• _What to work on_:
Put every line of the rows below into a numbered list, leaving out blank lines.

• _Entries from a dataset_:
>>>>

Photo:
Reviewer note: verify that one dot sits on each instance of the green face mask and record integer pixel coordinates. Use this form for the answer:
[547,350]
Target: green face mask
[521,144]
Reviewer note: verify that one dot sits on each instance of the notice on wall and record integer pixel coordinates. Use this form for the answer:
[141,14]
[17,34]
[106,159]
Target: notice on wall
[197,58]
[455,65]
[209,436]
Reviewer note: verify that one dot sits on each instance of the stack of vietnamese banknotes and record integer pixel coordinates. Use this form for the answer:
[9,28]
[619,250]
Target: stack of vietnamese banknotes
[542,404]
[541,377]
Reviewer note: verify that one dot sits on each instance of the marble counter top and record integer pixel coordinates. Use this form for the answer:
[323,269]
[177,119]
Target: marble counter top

<<<<

• _Output of the task_:
1. Photo:
2. Reviewer note: verify that one dot sits on each instance of the green face mask and record integer pixel coordinates. Use this form for the answer:
3. [547,350]
4. Target: green face mask
5. [521,144]
6. Reviewer note: verify that one dot sits on each instance of the notice on wall and record integer pixel coordinates. Use this form for the answer:
7. [141,14]
8. [17,34]
9. [106,159]
10. Target: notice on wall
11. [197,58]
12. [455,65]
13. [209,436]
14. Reviewer note: verify that one dot sits on each instance of the stack of vietnamese banknotes and record integer pixel coordinates. Use this form for the answer:
15. [9,28]
16. [619,250]
17. Target: stack of vietnamese banknotes
18. [542,404]
19. [541,377]
20. Reviewer note: verify that one dot sits on each instance of the marble counter top and record integer pixel coordinates. Use this form for the answer:
21. [323,269]
22. [177,119]
23. Target: marble counter top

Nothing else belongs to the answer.